- **PROBLEM**: Return only the number of lines in the entries below that hold the word "water".

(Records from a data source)
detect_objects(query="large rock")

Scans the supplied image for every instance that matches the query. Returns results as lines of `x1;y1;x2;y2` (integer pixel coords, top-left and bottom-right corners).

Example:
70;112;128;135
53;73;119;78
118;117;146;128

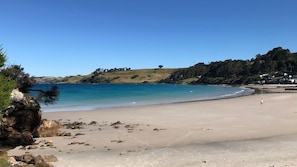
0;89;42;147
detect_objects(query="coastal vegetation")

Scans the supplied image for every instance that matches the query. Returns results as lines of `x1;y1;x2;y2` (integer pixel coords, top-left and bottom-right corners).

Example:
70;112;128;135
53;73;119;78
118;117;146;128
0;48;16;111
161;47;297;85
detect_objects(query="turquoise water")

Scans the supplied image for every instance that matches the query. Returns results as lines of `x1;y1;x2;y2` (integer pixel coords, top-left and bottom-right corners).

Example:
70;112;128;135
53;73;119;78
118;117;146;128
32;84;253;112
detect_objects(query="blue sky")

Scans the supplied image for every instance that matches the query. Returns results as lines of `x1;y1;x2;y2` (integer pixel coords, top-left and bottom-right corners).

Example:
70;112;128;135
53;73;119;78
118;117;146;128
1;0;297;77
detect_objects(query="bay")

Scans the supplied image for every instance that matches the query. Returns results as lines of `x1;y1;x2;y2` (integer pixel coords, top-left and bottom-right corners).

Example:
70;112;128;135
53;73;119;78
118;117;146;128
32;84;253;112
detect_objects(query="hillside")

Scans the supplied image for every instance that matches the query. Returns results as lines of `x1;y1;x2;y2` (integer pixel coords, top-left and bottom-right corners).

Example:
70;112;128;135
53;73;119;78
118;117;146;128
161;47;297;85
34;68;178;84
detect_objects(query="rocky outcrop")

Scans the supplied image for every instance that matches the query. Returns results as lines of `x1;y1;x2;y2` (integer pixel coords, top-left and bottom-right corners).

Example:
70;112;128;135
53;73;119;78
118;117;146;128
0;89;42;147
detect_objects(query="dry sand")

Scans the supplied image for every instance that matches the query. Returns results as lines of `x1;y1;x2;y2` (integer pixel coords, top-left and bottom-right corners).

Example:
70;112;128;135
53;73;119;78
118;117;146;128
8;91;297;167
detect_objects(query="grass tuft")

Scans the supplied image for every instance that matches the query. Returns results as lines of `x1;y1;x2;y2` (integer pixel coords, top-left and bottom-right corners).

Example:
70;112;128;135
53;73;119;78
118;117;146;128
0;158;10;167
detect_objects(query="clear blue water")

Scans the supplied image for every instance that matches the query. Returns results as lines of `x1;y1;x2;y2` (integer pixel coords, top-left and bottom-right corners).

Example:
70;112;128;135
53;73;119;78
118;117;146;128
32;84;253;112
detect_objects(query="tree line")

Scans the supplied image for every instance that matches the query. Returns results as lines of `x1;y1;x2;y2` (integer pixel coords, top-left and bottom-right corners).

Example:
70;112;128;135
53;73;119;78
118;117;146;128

- **REPLY TO THE EXERCISE**: 2